--- Extract provided ---
=== Begin Enclosure ===

Hacker News new | past | comments | ask | show | jobs | submit login
String Deduplication – A new feature in Java 8 Update 20 (codecentric.de)
101 points by thescrewdriver on Sept 1, 2014 | hide | past | favorite | 39 comments



Related: I'm still frustrated by Java randomly (in a minor release, none the less!) switching to copy-on-substring. If I, a random nobody, had something that had its running time increased by a factor of ~50 (simple recursive-descent-ish parser for coercing tabulated data from one format to another - just call substring to trim off the first token repeatedly), how many dev hours were required overall to fix the results of the change? And there's no simple alternative either or way to preserve the old behavior - the simplest one, rolling your own String class or wrapper, ends up being relatively slow and annoying.

And "all" of this would be solved by having a proper way of doing array slicing - for things like substring's previous worst case (something like a single character being referenced in a substring holding up a gigabyte+-sized string) Java's garbage collector could recognize that the array was only referenced through slices of part of the array, copy that section into another array (updating references to it), and free the large one.

Also, Java's lack of a way to specify that a class is immutable (and that all children classes thereof must also be) is frustrating. Because optimizations like this can and should apply to more than just strings!


Agreed. I am not sure how big a change this is but it seems to me that after Oracle took over Java they have been getting into the bad habit of putting fairly big changes in an "update" only ticking up the minor version after the silly underscore (eg. update 20 is version 1.8.0_20-b26). For example the changes in applet security policies killed thousands of perfectly legit applications that had been running for years - all in an automated rolled out update.


I've largely started avoiding Java applets altogether. Why? Because it's become really really annoying to try to get them to run at all.


I believe this was done as part of the unification of JavaSE and JavaME VMs. AFAIK saving three instance variables per String instance is a big deal on JavaME.

ByteBuffer and CharBuffer are a way of doing array slicing. CharBuffer even implements Appendable and CharSequence so it's half way polymorphic with String.

=== End Enclosure ===

--- Recorded data ---
=== Begin Enclosure ===

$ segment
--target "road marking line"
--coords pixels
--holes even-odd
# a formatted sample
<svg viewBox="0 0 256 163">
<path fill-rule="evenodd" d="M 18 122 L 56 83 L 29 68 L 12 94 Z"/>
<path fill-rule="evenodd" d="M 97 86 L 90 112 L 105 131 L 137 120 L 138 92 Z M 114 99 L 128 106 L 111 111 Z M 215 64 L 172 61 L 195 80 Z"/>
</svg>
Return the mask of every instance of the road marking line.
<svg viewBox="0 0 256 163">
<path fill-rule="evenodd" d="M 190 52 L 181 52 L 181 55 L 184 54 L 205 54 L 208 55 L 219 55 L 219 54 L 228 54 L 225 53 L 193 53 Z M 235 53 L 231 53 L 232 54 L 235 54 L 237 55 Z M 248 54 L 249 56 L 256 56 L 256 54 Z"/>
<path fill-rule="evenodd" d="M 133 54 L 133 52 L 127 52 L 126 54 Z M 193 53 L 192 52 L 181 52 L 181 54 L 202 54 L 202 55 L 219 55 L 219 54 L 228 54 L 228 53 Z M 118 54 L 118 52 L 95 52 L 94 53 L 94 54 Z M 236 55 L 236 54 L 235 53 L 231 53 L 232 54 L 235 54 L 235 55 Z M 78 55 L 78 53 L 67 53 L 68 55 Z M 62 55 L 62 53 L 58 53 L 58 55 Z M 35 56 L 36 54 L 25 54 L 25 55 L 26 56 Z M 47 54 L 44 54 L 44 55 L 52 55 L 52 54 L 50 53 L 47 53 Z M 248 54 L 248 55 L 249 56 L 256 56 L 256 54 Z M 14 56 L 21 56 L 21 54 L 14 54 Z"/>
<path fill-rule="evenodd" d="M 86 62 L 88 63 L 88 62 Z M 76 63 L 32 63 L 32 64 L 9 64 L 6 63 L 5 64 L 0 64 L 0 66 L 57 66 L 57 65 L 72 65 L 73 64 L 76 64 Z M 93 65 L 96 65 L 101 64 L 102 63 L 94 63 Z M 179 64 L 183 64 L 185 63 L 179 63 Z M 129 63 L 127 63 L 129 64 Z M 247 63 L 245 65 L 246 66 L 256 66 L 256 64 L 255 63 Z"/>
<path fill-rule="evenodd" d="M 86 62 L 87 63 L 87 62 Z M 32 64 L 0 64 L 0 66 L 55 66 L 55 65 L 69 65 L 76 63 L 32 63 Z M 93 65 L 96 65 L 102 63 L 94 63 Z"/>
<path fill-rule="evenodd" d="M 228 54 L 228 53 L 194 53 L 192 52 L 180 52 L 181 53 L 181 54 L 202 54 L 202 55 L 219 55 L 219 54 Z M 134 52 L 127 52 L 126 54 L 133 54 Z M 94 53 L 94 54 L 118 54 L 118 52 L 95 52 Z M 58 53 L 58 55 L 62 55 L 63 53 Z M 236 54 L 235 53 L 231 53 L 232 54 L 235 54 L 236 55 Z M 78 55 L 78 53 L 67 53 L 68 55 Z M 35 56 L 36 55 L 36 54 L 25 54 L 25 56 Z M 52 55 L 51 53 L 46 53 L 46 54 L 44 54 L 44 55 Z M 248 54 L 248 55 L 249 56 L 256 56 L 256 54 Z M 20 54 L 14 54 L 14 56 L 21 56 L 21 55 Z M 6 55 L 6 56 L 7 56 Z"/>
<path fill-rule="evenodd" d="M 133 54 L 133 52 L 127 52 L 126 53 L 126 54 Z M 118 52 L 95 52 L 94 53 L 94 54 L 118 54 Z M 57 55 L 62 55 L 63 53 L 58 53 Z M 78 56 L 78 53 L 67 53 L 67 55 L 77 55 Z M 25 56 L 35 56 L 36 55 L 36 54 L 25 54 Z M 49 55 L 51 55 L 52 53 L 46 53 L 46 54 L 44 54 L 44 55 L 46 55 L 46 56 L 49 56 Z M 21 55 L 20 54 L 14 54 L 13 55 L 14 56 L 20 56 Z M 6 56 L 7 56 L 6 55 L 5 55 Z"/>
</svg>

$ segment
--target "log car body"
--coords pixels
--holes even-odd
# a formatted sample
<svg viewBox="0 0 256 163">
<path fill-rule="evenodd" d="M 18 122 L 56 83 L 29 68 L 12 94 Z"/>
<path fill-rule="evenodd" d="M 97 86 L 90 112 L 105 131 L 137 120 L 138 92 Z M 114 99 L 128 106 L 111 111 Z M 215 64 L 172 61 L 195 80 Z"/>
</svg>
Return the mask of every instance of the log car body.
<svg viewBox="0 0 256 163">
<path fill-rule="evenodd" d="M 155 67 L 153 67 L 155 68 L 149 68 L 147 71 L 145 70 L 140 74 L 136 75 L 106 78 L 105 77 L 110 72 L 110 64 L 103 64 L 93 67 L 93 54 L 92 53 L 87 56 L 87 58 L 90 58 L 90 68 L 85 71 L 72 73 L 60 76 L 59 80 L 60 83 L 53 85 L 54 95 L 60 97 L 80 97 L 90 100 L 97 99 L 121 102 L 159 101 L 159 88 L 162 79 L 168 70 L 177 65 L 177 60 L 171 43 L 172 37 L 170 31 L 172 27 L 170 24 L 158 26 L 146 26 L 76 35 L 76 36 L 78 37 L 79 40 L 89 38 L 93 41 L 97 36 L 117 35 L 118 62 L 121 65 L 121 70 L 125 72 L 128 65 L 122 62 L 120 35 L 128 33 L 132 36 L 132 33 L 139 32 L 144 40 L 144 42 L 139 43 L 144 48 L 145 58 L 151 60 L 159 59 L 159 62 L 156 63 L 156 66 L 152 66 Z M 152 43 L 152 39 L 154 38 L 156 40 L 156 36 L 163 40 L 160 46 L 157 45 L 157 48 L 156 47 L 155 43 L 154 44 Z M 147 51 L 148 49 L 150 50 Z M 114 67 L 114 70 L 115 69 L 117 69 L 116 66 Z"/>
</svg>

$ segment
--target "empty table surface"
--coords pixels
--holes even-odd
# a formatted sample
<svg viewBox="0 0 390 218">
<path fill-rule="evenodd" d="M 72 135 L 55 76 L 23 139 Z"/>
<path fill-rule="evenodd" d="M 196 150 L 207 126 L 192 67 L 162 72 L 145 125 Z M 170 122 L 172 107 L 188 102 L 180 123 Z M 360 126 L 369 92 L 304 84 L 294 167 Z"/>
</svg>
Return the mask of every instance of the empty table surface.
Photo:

=== End Enclosure ===

--- Directions ---
Copy the passage of the Hacker News thread on Java string deduplication from "Also, Java's lack" up to and including "run at all.".

--- Written solution ---
Also, Java's lack of a way to specify that a class is immutable (and that all children classes thereof must also be) is frustrating. Because optimizations like this can and should apply to more than just strings!


Agreed. I am not sure how big a change this is but it seems to me that after Oracle took over Java they have been getting into the bad habit of putting fairly big changes in an "update" only ticking up the minor version after the silly underscore (eg. update 20 is version 1.8.0_20-b26). For example the changes in applet security policies killed thousands of perfectly legit applications that had been running for years - all in an automated rolled out update.


I've largely started avoiding Java applets altogether. Why? Because it's become really really annoying to try to get them to run at all.